::: Приведённый отрывок :::

Все известные мне главные редакторы и, думаю, многие мне неизвестные обязательно читают-просматривают свой журнал или газету после выхода из типографии. И вовсе не только для отлова косяков. Нет, они смотрят на свой продукт уже другими глазами — глазами коллективного читателя. И вроде они всё прочитали перед подписанием — и тексты те же, и верстка та же… Но после типографии этот продукт приобретает некое новое качество. Его читают еще тысячи других людей. Они — читатели, ты — автор. Хотя страницы газет — это всего лишь растиражированная верстка. Но в этот момент происходит какая-то сакрализация печатного слова.
Может ли главный редактор интернет-СМИ испытывать нечто такое, глядя на свой сайт? Вопрос.
Я представляю себе Леонида Бершидского2 — главного редактора «Ведомостей». Вот он берет пахнущий типографской краской свежий номер. И испытывает эмоции главного редактора. Это — один уровень влиятельности, самосознания и всего такого.
И вот Леонид Бершидский — главный редактор интернет-издания Slon.ru… Даже не знаю, в какой момент у него должно наступать крещендо главного редактора. Возможно, мне показалось, но в мае 2009-го, в момент открытия «Слона», он сам не испытал должных, ожидаемых эмоций (сужу по блогу). Он, конечно, начнет отнекиваться, говорить, чтобы я шел лесом со своей непрошенной лоботомией… Но — если по гамбургскому счету?

::: Записанные данные :::

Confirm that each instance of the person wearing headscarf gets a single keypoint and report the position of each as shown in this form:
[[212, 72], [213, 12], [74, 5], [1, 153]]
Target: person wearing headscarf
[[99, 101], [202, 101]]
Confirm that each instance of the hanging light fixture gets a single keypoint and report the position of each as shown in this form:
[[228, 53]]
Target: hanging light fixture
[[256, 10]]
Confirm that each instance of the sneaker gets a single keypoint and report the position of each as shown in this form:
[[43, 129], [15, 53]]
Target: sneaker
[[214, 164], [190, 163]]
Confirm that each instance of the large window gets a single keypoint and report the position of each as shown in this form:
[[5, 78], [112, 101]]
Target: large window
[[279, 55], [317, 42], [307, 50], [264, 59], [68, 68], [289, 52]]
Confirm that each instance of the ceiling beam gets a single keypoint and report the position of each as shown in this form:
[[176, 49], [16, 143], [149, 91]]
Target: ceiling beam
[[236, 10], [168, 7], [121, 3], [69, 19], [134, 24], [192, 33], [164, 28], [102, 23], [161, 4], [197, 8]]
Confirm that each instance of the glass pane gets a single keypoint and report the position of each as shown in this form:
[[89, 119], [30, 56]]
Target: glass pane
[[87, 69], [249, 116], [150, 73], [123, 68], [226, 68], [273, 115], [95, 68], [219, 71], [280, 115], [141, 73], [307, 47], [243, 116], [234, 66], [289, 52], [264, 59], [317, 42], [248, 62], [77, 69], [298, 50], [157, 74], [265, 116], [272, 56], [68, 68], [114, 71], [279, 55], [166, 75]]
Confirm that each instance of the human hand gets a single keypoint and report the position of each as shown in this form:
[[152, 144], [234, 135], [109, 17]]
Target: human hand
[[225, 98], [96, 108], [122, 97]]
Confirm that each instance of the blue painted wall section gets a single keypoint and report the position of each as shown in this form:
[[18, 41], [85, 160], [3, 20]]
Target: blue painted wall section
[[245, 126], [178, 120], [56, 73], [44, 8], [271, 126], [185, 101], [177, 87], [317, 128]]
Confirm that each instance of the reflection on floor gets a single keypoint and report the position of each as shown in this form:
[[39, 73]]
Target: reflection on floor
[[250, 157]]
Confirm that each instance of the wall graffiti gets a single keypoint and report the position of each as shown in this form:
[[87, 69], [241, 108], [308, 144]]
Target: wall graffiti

:::

### Исходный запрос 1
Масштабируйте координаты точек в ответах. Перепишите строки данных, начиная со строки, в которой есть «Confirm that each instance of the ceiling», и вниз до строки с «4], [197, 8]]» включительно, вместе с запросами, и умножьте каждое число в ответах на 0,7, округлив до целого так, чтобы половины округлялись в большую сторону.
### Исходный запрос 2
Продолжите текст о главных редакторах печатных и интернет-изданий, начав сразу после последнего приведённого предложения.

### Результат 1
Confirm that each instance of the ceiling beam gets a single keypoint and report the position of each as shown in this form:
[[176, 49], [16, 143], [149, 91]]
Target: ceiling beam
[[165, 7], [118, 5], [85, 2], [48, 13], [94, 17], [134, 23], [115, 20], [71, 16], [113, 3], [138, 6]]

### Результат 2
При этом Slon.ru дал редакторские и журналистские образцы высокой пробы — никто и не сомневался. Но никто не сказал «Ох, ничего себе!» и не сел на пятую точку. Ну да, новый высококлассный ресурс. Еще одна важная закладка в браузере (вообще-то, их там уже многовато). Однако принципиального перехода со второй космической скорости на третью, когда уже можно покинуть просторы Солнечной системы — не произошло. Рискну предположить, что из-за этого был даже некоторый оттенок разочарования.
Сможет ли даже самое отличное интернет-СМИ стать четвертой властью, а не только полезно-интересным ресурсом? Четвертая власть — это именно то, что ощущают главные редакторы, надышавшись над свежим номером ядовитыми парами типографской краски. Но главное: четвертая власть — это именно то, чего ждет общество от СМИ.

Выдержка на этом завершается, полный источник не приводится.